◆ Given request: Quote the post about the incomplete prophecy word for word, from "The Incomplete Prophecy" to "to go after?".

◆ Provided passage:
:::::

The Incomplete Prophecy
Diana
dianasdolls at yahoo.com
Fri Jul 22 04:40:54 UTC 2005
No: HPFGUIDX 134040
RMM wrote:
> Can anyone give me an idea of why it is of such importance that
> Voldemort only heard part of the prophecy?
> After all, if he heard all of it, would it have changed his mind
about who to go after?
Diana replies:
It was important that he only heard part of it for a couple
reasons. The first is that, as you say, Voldemort would have
hesitated in attacking Harry because he would know that to do so
would mark Harry as his equal. It is likely that, had he known the
whole prophecy, Voldemort would have worried about even coming in
contact with Harry since he'd wouldn't want to 'mark' his enemy as
an equal, let alone give Harry special powers he himself doesn't
have. If Voldemort hadn't acted on the prophecy for fear of making
himself an equal enemy, then the prophecy might never have come
true. Dumbledore did tell Harry that not every prophecy in the DoM
comes true.
The second reason is that if Voldemort had still tried to attack
Harry and gave Harry his scar and his powers despite knowing the
risks of doing so, Voldemort would also know that Harry, according
to the prophecy, is the only one with the power to kill him. Harry
would have had a harrowing 15 years of life (if he'd survived)

:::::

◆ Source data:
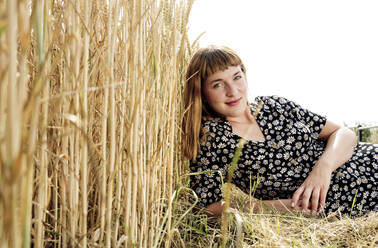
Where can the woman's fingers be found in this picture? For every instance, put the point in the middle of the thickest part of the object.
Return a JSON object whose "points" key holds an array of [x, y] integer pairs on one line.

:::::

◆ Solution for this task:
The Incomplete Prophecy
Diana
dianasdolls at yahoo.com
Fri Jul 22 04:40:54 UTC 2005
No: HPFGUIDX 134040
RMM wrote:
> Can anyone give me an idea of why it is of such importance that
> Voldemort only heard part of the prophecy?
> After all, if he heard all of it, would it have changed his mind
about who to go after?